**SOURCE RECORDS:**
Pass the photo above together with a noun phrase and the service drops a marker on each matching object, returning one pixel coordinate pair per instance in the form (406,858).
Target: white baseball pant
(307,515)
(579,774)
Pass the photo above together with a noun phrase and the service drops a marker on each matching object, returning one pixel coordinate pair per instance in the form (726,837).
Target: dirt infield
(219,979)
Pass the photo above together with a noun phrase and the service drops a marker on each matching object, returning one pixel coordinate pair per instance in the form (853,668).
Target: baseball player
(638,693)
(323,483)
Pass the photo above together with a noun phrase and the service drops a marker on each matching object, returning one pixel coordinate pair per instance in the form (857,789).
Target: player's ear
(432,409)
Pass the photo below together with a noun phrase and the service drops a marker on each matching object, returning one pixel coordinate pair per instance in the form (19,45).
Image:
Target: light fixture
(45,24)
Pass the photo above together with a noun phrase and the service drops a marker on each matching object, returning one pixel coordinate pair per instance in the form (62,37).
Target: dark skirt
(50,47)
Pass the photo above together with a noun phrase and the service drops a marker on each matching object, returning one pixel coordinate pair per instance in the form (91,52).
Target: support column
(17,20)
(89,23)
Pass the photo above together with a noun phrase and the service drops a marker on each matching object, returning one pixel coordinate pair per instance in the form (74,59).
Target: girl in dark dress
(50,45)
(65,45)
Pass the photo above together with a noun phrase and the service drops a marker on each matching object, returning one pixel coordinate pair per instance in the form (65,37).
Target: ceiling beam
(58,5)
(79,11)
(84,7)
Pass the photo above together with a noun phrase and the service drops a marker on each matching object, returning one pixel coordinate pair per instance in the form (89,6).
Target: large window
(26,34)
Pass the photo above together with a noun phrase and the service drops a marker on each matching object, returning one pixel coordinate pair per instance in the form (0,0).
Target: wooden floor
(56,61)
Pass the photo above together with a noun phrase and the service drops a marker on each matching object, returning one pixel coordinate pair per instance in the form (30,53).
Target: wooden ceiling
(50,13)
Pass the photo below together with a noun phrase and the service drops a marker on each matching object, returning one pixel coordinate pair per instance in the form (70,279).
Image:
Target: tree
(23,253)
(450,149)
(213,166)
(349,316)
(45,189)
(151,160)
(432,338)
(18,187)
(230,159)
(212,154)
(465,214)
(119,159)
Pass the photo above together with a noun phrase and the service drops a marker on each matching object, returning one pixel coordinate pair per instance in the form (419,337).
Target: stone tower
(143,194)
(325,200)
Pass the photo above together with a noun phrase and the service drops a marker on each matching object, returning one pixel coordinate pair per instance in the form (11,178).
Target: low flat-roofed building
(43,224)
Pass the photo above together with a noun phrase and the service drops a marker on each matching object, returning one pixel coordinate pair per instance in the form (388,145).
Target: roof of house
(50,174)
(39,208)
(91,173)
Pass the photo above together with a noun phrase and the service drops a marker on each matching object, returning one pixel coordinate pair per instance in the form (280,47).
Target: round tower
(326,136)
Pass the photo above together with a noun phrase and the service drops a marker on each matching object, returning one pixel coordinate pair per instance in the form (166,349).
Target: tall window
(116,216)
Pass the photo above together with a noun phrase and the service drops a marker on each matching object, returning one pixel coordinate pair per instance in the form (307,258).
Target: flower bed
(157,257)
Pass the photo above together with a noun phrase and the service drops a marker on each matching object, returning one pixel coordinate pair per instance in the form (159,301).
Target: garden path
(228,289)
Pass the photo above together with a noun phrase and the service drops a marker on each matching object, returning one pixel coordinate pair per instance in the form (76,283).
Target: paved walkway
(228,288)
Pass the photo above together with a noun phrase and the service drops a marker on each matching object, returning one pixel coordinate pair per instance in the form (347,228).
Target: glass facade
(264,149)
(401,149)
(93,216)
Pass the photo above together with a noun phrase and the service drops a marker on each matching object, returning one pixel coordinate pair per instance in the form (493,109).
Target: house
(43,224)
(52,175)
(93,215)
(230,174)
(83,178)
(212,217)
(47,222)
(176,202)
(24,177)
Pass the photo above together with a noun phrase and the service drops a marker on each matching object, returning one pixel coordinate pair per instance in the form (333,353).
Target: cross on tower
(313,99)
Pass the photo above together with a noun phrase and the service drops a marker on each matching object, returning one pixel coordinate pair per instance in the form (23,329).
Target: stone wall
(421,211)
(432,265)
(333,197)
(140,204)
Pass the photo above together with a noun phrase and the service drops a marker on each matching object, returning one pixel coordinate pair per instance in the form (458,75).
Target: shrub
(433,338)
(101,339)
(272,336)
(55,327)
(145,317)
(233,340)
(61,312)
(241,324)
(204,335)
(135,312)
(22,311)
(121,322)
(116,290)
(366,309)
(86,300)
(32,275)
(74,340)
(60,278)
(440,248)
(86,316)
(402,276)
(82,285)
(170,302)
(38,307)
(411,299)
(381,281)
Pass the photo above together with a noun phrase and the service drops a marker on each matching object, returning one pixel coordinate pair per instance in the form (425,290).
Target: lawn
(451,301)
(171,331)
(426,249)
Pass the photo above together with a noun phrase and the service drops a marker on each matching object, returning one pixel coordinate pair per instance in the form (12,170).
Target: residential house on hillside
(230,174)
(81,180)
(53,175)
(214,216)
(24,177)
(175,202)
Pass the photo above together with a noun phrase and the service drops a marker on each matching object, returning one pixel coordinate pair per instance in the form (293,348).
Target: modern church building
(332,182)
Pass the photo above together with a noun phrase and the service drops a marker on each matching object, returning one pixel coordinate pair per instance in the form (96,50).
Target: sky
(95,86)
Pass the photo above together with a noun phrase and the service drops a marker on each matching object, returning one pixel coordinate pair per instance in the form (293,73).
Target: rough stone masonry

**TASK INSTRUCTIONS:**
Without changing a word, print all of the entries above.

**YOUR SOLUTION:**
Pass the photo above together with a noun phrase and the service drops a marker on each matching object, returning one pixel coordinate pair per instance in the form (406,858).
Target: white baseball pant
(307,515)
(579,774)
Pass the photo above together with a noun phrase and the service drops a marker on each matching object, returning one pixel coordinate pair per instance in the form (726,837).
Target: dirt infield
(219,979)
Pass the photo above together with a noun phrase and the service drops a marker on each matching object, returning one pixel coordinate pair per instance in the form (853,668).
Target: baseball player
(638,693)
(323,483)
Pass the photo above together with a noun phrase and the service drops a marker on each matching object, returning one pixel coordinate pair per instance in the form (857,789).
Target: player's ear
(432,409)
Pass the photo below together with a noun phrase and the service drops a marker on each matching object, returning one pixel coordinate pair per instance in the form (19,45).
Image:
Target: light fixture
(45,24)
Pass the photo above together with a noun phrase and the service drops a marker on each matching object, returning one pixel coordinate pair per instance in the form (62,37).
Target: dark skirt
(50,47)
Pass the photo above together with a noun phrase and the service drops a marker on each matching object, returning one pixel coordinate pair per instance in the form (91,52).
Target: support column
(17,20)
(89,23)
Pass the photo above together with a noun phrase and the service drops a marker on each matching object, returning one pixel coordinate pair per instance in the form (74,59).
Target: girl in dark dress
(50,45)
(65,45)
Pass the photo above together with a noun phrase and the service drops a marker on each matching object, returning one pixel coordinate pair per instance in the form (65,37).
Target: ceiling beam
(58,5)
(79,11)
(84,7)
Pass the photo above together with a noun phrase and the service drops a marker on each matching object, returning one pixel coordinate pair per instance in the form (89,6).
Target: large window
(26,34)
Pass the photo above together with a noun phrase and the service drops a marker on each matching object, returning one pixel coordinate pair per instance in the form (0,0).
Target: wooden floor
(56,61)
Pass the photo above together with a noun phrase and the service drops a marker on each matching object, returning one pixel coordinate pair per instance in the form (30,53).
Target: wooden ceiling
(50,13)
Pass the photo below together with a noun phrase and the service drops a marker on each matching object, returning one pixel coordinate pair per instance in the form (70,279).
Image:
Target: tree
(23,253)
(450,149)
(213,166)
(349,316)
(45,189)
(151,160)
(432,338)
(18,187)
(230,159)
(212,154)
(465,214)
(119,159)
Pass the photo above together with a noun phrase and the service drops a marker on each matching object, returning one pixel coordinate pair per instance in the form (419,337).
Target: stone tower
(143,194)
(325,200)
Pass the photo above together with a noun phrase and the service drops a marker on each matching object, returning one pixel coordinate pair per instance in the form (11,178).
Target: low flat-roofed building
(43,224)
Pass the photo above together with a noun phrase and the service drops a marker on each matching object, returning one pixel coordinate pair per instance in the form (388,145).
Target: roof of house
(50,174)
(39,208)
(91,173)
Pass the photo above together with a noun phrase and the service drops a marker on each matching object, returning one pixel coordinate pair per instance in the form (280,47).
Target: round tower
(326,136)
Pass the photo above together with a noun phrase and the service drops a marker on each matching object, returning one pixel coordinate pair per instance in the form (166,349).
Target: tall window
(116,216)
Pass the photo above together with a noun phrase and the service drops a marker on each matching object, returning one pixel coordinate pair per instance in the form (307,258).
Target: flower bed
(157,257)
Pass the photo above together with a noun phrase and the service drops a marker on each matching object, returning one pixel coordinate pair per instance in the form (159,301).
Target: garden path
(228,289)
Pass the photo above together with a noun phrase and the service drops a marker on each matching object, returning one pixel coordinate pair per instance in the form (76,283).
Target: paved walkway
(228,288)
Pass the photo above together with a noun phrase and the service drops a marker on each matching object, returning one pixel coordinate pair per instance in the form (347,228).
Target: glass facade
(264,149)
(401,149)
(93,216)
Pass the photo above together with a noun phrase and the service drops a marker on each matching object, returning one pixel coordinate pair per instance in the form (493,109).
Target: house
(43,224)
(52,175)
(93,215)
(230,174)
(83,178)
(212,217)
(47,222)
(176,202)
(24,177)
Pass the photo above together with a noun phrase and the service drops a marker on each matching object, returning one pixel coordinate pair per instance in the form (333,353).
Target: cross on tower
(313,99)
Pass the photo above together with a noun phrase and the service drops a marker on each matching object, returning one pixel coordinate pair per instance in the form (23,329).
Target: stone wall
(421,211)
(432,265)
(333,197)
(140,204)
Pass the photo above together with a noun phrase and the service drops a marker on each matching object, returning one pixel coordinate pair per instance in the form (458,75).
Target: shrub
(433,338)
(101,339)
(272,336)
(55,327)
(145,317)
(233,340)
(61,312)
(241,324)
(204,335)
(135,312)
(22,311)
(121,322)
(116,290)
(366,309)
(86,300)
(32,275)
(74,340)
(60,278)
(440,248)
(86,316)
(402,276)
(82,285)
(170,302)
(38,307)
(411,299)
(381,281)
Pass the photo above together with a noun phrase and the service drops a marker on each matching object, returning one pixel coordinate pair per instance in the form (425,290).
Target: lawn
(451,301)
(171,331)
(426,249)
Pass the photo above together with a noun phrase and the service drops a marker on each matching object, returning one pixel coordinate pair per instance in the form (12,170).
Target: residential house on hillside
(230,174)
(81,180)
(53,175)
(214,216)
(24,177)
(175,202)
Pass the photo above together with a noun phrase and the service drops a marker on each matching object, returning one pixel coordinate pair per instance in the form (293,348).
Target: modern church building
(332,182)
Pass the photo above together with a noun phrase and the service drops a marker on each matching object, returning one pixel coordinate pair per instance in the form (96,50).
Target: sky
(95,86)
Pass the photo above together with a noun phrase and the service drops a marker on each matching object, returning one pixel coordinate pair per instance in the form (293,73).
Target: rough stone masonry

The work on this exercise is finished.